## Given instruction:
Transcribe verbatim every line from the line containing "point: palm frond |" to the end of the entries, including both endpoints. Output nothing beyond those lines.

## Records to process:
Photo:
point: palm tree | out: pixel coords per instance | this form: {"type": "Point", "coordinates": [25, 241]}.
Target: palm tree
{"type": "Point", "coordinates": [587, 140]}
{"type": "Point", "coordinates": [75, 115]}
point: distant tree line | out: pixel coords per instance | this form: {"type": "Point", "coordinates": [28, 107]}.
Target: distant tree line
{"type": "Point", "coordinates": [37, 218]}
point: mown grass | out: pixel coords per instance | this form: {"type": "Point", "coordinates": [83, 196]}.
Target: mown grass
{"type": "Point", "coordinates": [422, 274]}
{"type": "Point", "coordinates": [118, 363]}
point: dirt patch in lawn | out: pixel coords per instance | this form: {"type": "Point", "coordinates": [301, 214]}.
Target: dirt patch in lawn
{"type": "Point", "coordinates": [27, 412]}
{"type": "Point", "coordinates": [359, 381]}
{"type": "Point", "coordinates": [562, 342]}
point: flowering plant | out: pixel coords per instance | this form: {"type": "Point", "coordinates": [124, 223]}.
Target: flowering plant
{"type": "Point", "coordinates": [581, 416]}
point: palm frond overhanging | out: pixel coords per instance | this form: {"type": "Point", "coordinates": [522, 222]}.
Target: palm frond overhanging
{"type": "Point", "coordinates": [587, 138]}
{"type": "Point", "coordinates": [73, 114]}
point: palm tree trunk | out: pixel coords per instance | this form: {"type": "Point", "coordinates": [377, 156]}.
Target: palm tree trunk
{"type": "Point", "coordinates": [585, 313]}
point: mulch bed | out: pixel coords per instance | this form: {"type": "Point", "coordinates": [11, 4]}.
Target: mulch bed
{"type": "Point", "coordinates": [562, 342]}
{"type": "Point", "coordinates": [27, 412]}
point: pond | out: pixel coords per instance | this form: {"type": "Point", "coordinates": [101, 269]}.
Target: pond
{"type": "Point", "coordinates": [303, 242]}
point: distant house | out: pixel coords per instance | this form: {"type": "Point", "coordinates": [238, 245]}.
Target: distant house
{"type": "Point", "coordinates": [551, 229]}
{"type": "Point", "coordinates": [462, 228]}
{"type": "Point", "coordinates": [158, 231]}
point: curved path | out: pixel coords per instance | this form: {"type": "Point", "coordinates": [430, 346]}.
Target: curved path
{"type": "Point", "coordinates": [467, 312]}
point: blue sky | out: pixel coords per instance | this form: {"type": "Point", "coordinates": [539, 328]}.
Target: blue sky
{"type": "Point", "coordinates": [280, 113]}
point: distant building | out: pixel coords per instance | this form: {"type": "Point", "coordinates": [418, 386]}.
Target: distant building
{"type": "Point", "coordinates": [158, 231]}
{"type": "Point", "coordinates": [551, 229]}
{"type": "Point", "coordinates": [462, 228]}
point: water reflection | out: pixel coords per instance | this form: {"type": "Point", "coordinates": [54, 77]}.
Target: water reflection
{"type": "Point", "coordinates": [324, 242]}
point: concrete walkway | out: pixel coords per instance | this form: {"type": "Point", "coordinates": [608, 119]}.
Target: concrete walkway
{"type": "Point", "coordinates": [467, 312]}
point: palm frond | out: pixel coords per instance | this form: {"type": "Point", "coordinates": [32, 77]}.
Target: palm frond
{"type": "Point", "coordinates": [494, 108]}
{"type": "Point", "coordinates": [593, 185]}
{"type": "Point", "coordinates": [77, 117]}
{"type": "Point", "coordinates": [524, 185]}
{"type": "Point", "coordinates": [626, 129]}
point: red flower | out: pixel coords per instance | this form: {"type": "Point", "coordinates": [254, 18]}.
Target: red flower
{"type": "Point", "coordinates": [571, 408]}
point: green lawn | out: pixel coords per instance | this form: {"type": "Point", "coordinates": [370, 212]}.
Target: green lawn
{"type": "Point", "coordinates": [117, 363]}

## Task result:
point: palm frond | out: pixel coords per instance | this form: {"type": "Point", "coordinates": [32, 77]}.
Target: palm frond
{"type": "Point", "coordinates": [494, 108]}
{"type": "Point", "coordinates": [593, 185]}
{"type": "Point", "coordinates": [77, 117]}
{"type": "Point", "coordinates": [524, 185]}
{"type": "Point", "coordinates": [626, 129]}
point: red flower | out: pixel coords per instance | this form: {"type": "Point", "coordinates": [254, 18]}.
Target: red flower
{"type": "Point", "coordinates": [571, 408]}
point: green lawn | out: pixel coords per instance | this form: {"type": "Point", "coordinates": [370, 212]}.
Target: green lawn
{"type": "Point", "coordinates": [117, 363]}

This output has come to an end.